**Problem A**
Reproduce the stretch of the gymnastics report from "Biles, who has" through "all-time world leader.", word for word.
**Problem B**
Answer these questions from the gymnastics report:
(i) How many points did the U.S. team score overall?
(ii) Which Russian gymnast won 20 World medals between 1994 and 2003?
(iii) What score did Eaker get on beam?

**Source extract**

──────────────────────────────

- Team Final Results
- Photo Gallery
- Full Event Replay (cable sign-in required)
- Routine Videos: Biles | Carey | Eaker | Lee | McCallum
By Blythe Lawrence
STUTTGART, Germany, Oct. 8 — In claiming their fifth consecutive World team title Tuesday afternoon, the American women continued a golden streak that dates back to 2011. And if the performance wasn’t entirely flawless, it was a testament to the team’s resilience that errors on uneven bars and balance beam didn’t derail Simone Biles, Jade Carey, Kara Eaker, Sunisa Lee and Grace McCallum from attaining their ultimate goal.
“I feel like it’s a lot different because we had a couple falls out there, but we still ended up on top. It was a little bit nerve-wracking, but it was kind of fun,” said Biles, who helped the Americans post the highest team scores on everything but uneven bars to accumulate 172.330 points overall, 5.8 ahead of silver medalist Russia. Italy, the eighth and final qualifier to the team competition, surprised for bronze with 164.796, its first women’s World team medal in 69 years.
Team gold comes packaged with all kinds of history for both the U.S. program and Biles. Not only have star-studded U.S. teams taken every World and Olympic team title for going on a decade, this victory matches the run of Romanian teams that dominated women’s gymnastics on the world level from 1994 to 2001.
Biles, who has already accumulated more gold at the World Gymnastics Championships than any other gymnast ever, now stands alone as the woman with the most World medals, distancing herself from Russia’s Svetlana Khorkina, who won 20 between 1994 and 2003. It also brings the 22-year-old superstar one closer to the record held by Vitaly Scherbo, whose 23 make him the all-time world leader.
“I guess it’s kind of crazy,” Biles said. “I didn’t really think about that. I think it’s really impressive for someone to be able to do that. I don’t know — it’s kind of exhilarating but I think I haven’t had the chance to process it yet. I think we’re celebrating tonight, for all of this: for the team, for the medal count, for the fifth year in a row.”
The bedrock of Team USA, Biles anchored the U.S. on every event except bars in the unforgiving team finals format, where three gymnasts compete on each event and all scores count toward the team total. While a single fall can decimate a team’s chances, the U.S. has become known for its steadiness and large margins of victory, and Tuesday was no exception.
On vault, McCallum got the team started with a seamless double-twisting Yurchenko, while Carey and Biles followed up with two excellent Chengs to give the U.S. an early lead.
“It felt really good,” McCallum said. “I wanted to get the team off to a really good start, and I think I did that.” After the 16-year-old’s uncharacteristic mistake on bars, Biles and Lee stepped in with hit sets to keep the U.S. far and away in the lead. On beam, Eaker delivered a big 14.000, leaping ahead of her score from Saturday’s qualification, which was lowered by a superior jury that reviewed the routine following an inquiry into her difficulty score.

──────────────────────────────

**Supplied data**
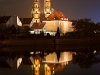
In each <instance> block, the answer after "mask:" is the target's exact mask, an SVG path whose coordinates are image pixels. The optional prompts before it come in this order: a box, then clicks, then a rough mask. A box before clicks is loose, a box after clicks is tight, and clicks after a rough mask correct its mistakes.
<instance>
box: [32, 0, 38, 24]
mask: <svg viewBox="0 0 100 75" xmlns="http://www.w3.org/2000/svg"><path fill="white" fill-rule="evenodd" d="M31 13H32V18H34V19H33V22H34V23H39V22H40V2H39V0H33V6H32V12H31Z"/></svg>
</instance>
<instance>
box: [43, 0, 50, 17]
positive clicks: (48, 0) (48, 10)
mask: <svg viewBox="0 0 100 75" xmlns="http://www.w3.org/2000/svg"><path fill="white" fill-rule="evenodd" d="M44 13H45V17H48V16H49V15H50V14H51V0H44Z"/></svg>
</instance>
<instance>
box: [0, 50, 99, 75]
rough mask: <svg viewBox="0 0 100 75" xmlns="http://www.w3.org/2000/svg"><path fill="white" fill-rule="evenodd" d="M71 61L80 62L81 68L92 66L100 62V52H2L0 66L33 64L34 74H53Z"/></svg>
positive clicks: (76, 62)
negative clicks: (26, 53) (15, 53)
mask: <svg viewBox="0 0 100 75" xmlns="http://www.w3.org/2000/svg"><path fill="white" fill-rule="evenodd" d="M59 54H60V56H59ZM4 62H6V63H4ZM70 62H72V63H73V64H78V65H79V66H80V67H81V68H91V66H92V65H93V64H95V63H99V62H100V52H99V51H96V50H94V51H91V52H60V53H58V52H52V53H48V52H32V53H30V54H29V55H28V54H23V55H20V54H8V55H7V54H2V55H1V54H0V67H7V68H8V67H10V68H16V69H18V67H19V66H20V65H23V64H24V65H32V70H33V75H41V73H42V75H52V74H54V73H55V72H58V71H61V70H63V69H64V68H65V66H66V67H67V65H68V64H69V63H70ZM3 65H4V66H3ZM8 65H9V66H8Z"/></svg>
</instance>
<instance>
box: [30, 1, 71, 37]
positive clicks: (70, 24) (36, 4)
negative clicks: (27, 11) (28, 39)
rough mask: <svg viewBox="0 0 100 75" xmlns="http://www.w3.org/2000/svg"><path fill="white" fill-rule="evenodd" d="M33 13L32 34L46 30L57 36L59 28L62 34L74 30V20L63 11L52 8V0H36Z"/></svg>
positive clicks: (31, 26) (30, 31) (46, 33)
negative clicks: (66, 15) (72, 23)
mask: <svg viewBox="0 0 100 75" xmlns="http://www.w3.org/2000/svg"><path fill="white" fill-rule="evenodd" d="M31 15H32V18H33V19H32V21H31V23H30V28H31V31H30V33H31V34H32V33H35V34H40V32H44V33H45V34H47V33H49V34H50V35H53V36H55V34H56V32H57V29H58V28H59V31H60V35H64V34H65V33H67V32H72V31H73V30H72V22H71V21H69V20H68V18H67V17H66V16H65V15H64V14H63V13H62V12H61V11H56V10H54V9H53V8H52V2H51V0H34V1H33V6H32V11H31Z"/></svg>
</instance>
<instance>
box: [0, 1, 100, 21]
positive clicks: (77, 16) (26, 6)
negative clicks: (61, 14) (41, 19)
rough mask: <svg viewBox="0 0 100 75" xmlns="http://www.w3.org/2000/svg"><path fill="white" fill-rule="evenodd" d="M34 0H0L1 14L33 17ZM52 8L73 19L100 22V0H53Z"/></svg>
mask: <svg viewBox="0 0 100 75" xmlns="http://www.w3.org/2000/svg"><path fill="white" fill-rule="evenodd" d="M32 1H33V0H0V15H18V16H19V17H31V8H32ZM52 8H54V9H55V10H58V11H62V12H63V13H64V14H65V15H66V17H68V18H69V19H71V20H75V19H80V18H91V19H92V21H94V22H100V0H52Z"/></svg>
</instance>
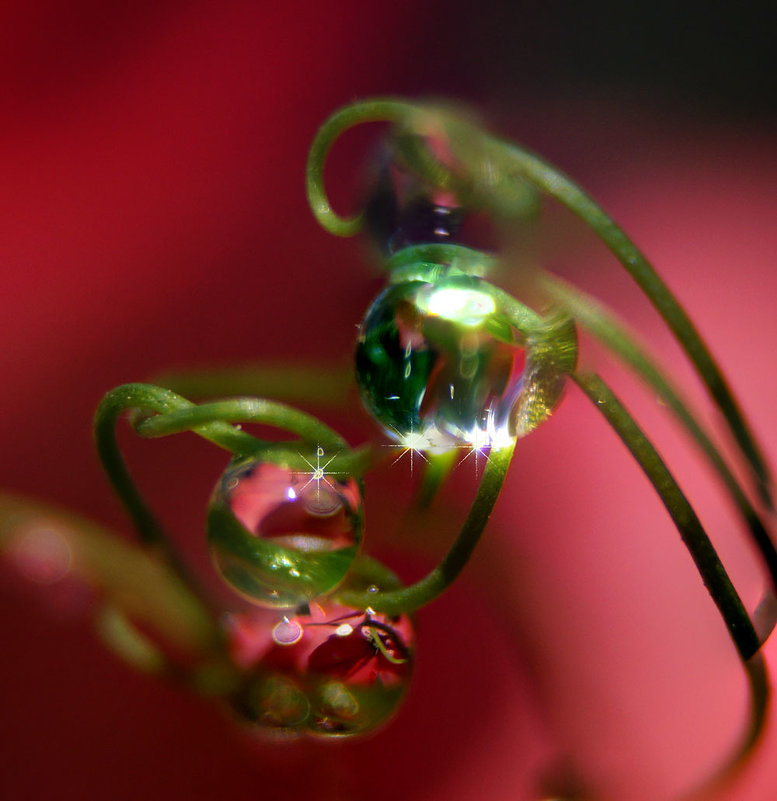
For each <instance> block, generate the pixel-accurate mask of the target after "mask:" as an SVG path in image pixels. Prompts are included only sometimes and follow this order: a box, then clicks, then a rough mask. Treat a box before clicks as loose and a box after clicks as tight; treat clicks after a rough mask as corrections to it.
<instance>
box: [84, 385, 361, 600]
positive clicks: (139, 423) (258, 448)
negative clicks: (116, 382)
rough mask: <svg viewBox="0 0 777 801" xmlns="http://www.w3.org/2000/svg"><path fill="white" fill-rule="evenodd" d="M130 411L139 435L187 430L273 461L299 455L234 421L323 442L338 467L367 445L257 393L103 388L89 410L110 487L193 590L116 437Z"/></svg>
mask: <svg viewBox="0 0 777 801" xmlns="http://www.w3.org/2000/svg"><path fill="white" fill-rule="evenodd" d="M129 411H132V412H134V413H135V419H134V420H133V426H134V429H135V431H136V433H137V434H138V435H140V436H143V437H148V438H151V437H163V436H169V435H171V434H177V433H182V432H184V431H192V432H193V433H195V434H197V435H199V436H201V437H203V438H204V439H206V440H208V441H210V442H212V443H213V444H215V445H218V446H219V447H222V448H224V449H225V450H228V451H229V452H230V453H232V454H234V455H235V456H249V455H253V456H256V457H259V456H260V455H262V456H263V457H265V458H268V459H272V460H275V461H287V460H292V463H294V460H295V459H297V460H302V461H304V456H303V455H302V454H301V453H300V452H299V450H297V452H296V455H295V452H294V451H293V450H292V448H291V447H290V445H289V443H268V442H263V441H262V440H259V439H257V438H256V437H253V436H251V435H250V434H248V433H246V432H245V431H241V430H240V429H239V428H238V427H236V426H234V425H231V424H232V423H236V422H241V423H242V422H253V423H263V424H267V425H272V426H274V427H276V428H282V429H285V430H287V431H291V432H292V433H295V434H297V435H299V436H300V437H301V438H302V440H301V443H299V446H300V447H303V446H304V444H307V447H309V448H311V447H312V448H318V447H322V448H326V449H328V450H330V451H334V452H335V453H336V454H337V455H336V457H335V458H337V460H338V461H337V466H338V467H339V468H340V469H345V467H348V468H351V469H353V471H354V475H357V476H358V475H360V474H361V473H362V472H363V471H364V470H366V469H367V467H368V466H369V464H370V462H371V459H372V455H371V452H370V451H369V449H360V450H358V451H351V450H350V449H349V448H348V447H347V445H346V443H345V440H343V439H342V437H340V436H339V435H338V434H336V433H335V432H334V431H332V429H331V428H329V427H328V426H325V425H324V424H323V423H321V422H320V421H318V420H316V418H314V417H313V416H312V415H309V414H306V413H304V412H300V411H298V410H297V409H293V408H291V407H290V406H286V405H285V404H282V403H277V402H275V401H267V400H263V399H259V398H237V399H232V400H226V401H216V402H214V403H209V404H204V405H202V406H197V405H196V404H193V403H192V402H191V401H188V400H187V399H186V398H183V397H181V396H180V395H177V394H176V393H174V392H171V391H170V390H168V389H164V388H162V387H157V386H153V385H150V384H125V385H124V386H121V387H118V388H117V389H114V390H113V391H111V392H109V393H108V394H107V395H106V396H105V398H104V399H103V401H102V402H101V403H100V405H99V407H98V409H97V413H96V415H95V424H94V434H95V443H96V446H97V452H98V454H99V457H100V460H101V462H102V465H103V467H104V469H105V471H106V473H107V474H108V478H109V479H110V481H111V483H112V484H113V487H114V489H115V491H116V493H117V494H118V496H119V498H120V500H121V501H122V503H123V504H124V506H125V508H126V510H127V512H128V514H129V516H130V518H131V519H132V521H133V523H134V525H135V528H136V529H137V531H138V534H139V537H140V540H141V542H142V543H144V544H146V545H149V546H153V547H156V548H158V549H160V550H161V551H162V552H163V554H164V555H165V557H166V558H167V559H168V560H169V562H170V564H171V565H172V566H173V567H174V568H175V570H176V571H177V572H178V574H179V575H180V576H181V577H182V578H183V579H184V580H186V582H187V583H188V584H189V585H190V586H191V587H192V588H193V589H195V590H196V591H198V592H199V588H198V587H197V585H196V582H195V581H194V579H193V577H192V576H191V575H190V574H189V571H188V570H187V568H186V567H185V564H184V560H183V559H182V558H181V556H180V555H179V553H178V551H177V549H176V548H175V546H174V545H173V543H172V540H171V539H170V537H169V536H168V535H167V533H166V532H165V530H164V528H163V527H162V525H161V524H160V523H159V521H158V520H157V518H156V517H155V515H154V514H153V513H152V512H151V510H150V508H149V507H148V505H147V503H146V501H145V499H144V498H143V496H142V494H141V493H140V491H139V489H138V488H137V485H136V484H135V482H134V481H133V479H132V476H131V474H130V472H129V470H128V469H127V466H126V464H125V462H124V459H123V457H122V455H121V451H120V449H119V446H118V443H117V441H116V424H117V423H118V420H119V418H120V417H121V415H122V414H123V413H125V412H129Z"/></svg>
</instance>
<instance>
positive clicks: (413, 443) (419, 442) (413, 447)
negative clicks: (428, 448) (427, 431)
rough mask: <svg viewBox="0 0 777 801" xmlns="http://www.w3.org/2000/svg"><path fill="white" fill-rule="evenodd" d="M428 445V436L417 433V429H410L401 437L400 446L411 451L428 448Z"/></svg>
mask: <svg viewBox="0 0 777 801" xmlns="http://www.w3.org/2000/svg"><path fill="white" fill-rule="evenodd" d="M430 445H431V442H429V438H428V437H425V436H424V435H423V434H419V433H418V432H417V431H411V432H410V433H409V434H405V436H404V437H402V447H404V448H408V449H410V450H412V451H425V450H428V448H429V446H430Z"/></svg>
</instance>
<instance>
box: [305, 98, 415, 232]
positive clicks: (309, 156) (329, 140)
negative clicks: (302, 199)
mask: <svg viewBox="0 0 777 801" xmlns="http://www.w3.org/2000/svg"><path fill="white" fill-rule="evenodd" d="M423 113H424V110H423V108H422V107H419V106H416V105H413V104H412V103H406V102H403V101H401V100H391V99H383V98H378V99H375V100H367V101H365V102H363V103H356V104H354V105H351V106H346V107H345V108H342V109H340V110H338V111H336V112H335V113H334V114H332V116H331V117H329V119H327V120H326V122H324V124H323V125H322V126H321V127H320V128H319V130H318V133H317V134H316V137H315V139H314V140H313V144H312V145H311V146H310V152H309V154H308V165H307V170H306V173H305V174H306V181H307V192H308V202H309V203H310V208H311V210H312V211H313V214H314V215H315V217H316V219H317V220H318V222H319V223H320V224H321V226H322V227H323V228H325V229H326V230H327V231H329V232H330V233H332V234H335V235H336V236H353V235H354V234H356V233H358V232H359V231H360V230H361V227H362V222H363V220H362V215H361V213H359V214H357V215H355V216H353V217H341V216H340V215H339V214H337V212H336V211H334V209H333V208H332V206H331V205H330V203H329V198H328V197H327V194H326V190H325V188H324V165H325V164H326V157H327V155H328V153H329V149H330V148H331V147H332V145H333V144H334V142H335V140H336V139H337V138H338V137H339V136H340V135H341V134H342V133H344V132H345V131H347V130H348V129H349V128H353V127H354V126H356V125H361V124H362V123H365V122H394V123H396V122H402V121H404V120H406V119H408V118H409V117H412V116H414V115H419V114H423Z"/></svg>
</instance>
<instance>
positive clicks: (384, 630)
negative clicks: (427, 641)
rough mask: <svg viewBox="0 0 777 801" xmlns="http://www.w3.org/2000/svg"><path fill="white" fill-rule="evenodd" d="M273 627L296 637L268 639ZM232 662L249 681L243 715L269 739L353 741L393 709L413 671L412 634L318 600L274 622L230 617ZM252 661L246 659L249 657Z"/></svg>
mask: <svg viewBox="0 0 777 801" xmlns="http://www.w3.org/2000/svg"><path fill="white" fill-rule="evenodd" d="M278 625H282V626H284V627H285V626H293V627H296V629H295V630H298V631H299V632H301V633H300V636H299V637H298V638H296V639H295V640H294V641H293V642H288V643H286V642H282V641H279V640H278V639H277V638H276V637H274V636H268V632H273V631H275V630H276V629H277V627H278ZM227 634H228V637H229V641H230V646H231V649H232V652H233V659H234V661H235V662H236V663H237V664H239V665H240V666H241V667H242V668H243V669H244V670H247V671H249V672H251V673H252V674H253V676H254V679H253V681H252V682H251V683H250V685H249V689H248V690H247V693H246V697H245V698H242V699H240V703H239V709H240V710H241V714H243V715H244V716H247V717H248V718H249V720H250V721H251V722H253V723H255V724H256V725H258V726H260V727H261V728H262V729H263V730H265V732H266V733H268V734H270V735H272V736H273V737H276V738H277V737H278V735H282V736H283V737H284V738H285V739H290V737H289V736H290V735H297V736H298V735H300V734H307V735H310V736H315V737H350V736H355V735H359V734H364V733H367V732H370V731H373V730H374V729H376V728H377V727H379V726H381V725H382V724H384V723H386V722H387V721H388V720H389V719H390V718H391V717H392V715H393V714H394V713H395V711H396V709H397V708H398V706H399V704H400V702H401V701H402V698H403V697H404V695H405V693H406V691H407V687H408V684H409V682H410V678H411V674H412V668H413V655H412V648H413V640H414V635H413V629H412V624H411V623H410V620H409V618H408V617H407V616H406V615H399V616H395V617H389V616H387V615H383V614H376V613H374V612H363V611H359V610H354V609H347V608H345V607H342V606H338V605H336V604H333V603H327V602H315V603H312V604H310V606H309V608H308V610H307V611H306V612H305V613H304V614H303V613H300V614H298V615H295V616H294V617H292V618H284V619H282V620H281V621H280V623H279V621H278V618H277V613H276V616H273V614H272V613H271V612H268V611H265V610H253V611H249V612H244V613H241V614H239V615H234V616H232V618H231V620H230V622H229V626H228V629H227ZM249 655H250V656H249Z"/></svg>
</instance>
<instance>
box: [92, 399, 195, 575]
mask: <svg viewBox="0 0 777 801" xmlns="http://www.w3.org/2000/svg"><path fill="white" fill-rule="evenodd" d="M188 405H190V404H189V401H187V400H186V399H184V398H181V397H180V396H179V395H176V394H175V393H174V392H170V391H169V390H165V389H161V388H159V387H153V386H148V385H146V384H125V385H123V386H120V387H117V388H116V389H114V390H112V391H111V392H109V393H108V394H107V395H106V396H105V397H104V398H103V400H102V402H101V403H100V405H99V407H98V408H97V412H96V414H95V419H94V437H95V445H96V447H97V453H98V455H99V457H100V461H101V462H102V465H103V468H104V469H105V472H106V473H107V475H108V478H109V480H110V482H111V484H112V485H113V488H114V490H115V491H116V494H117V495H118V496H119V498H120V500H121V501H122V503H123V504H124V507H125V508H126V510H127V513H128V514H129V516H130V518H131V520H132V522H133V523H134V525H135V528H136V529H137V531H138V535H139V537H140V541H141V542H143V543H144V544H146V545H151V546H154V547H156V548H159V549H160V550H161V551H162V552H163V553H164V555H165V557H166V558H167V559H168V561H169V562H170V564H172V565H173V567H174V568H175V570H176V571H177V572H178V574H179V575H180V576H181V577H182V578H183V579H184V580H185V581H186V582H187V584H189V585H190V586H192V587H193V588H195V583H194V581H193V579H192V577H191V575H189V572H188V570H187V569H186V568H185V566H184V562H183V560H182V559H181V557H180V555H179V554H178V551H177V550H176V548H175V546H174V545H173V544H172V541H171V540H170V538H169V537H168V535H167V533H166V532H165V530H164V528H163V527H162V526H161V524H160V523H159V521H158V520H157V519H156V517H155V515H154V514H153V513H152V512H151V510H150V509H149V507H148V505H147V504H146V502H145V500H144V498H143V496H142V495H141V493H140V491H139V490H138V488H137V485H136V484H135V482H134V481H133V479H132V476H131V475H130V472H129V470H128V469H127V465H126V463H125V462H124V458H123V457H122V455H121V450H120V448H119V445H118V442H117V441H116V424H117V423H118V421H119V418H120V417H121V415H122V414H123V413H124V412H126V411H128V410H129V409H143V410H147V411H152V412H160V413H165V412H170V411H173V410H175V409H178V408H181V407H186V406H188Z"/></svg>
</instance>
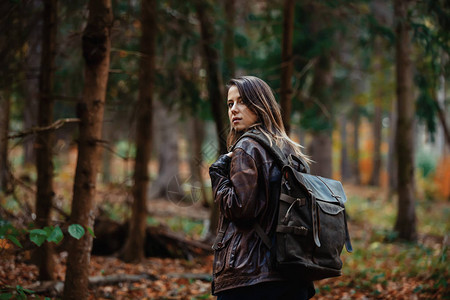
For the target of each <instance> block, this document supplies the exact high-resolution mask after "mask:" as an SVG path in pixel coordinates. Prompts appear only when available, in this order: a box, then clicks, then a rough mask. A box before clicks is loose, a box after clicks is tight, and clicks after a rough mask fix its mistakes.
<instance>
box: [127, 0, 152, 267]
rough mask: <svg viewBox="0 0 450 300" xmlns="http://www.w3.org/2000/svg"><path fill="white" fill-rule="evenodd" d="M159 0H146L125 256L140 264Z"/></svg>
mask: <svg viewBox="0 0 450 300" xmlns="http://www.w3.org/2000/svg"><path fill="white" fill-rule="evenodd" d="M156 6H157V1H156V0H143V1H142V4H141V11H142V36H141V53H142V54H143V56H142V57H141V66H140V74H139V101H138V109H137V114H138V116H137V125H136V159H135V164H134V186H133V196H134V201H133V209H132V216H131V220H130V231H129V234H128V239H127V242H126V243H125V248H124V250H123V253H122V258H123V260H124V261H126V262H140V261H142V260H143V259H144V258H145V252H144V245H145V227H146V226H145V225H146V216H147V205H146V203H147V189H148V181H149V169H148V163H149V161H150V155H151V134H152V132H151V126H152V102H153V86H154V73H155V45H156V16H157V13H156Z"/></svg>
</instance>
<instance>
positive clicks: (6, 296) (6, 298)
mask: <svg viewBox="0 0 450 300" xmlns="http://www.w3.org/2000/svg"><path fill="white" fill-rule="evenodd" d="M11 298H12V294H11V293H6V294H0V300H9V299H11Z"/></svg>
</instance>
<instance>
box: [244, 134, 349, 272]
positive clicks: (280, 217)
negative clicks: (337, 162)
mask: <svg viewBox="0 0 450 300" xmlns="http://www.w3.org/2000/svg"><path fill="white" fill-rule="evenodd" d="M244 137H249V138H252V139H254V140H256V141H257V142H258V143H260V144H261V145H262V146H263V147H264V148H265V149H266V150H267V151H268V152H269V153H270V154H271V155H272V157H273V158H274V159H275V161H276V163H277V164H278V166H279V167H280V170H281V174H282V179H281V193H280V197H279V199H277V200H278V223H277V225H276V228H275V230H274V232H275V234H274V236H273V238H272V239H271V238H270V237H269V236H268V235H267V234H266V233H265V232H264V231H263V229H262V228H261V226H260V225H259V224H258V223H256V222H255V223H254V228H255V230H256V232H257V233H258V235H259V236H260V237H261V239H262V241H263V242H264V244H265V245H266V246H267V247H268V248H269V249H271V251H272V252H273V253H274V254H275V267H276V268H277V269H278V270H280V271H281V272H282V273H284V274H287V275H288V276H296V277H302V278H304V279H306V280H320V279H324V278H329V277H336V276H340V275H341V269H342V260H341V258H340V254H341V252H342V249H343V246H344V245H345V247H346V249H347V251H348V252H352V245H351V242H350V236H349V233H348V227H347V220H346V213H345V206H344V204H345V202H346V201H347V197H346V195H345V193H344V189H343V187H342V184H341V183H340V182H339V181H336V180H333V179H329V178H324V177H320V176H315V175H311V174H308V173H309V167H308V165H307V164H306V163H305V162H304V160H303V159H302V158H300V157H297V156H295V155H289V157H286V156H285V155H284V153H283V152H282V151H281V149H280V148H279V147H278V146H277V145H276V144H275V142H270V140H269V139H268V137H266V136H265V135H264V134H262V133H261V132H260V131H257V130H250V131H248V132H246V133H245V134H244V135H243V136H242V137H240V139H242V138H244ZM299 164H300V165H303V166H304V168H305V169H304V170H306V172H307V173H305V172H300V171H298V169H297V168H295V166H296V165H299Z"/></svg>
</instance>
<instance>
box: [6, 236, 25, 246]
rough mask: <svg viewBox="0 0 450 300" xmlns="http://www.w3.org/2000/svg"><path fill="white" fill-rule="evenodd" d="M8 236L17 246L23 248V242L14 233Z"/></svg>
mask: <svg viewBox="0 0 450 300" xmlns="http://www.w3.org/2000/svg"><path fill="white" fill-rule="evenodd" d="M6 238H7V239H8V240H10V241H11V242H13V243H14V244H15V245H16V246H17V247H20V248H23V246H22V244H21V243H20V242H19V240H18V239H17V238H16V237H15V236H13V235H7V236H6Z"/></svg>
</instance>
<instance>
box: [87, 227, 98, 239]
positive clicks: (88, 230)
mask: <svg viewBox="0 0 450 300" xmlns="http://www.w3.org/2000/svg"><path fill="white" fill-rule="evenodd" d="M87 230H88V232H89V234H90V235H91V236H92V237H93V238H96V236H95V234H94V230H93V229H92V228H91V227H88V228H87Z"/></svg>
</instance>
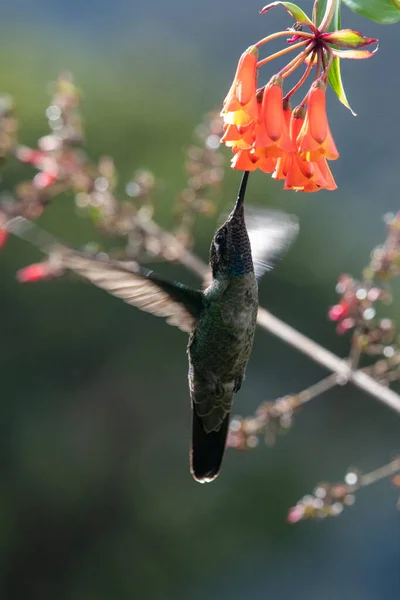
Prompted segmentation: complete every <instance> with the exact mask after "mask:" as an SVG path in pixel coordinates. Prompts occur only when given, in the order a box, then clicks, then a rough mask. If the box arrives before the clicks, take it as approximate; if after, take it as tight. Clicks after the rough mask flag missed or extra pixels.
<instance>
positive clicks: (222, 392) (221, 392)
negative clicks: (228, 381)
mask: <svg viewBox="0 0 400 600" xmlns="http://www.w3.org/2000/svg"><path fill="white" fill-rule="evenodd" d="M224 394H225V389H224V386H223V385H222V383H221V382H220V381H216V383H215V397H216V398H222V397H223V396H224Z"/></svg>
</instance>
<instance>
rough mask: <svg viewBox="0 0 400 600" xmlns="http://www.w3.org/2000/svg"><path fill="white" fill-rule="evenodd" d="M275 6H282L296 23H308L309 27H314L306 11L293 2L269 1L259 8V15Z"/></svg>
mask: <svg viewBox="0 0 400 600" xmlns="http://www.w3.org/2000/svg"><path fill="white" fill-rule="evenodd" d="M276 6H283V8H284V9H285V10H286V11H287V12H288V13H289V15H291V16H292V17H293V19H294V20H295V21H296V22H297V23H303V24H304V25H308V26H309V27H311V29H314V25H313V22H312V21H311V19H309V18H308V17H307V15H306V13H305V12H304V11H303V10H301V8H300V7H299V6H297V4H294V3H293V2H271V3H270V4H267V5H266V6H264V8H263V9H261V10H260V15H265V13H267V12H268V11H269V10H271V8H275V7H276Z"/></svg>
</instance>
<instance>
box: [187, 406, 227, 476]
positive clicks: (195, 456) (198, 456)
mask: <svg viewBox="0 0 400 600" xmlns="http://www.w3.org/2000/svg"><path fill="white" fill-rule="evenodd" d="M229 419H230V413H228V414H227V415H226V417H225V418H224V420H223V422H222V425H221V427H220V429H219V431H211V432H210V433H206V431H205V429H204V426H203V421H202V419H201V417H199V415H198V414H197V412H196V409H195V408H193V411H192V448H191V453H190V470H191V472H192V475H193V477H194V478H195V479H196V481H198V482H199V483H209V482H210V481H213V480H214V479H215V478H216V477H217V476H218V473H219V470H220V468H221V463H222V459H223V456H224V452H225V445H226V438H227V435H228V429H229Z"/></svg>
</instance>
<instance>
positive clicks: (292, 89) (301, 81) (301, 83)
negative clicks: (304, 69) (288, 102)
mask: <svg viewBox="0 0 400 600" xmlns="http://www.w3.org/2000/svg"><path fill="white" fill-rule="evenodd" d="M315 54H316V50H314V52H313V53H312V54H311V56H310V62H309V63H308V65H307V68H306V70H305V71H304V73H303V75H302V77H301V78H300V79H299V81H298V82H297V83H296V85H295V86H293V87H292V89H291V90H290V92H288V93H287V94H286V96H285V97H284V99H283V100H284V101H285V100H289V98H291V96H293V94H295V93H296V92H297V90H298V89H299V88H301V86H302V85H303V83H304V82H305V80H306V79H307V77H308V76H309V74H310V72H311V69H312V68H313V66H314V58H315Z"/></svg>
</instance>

──────────────────────────────

**Final answer A**
Biles, who has already accumulated more gold at the World Gymnastics Championships than any other gymnast ever, now stands alone as the woman with the most World medals, distancing herself from Russia’s Svetlana Khorkina, who won 20 between 1994 and 2003. It also brings the 22-year-old superstar one closer to the record held by Vitaly Scherbo, whose 23 make him the all-time world leader.

**Final answer B**
(i) 172.330
(ii) Svetlana Khorkina
(iii) 14.000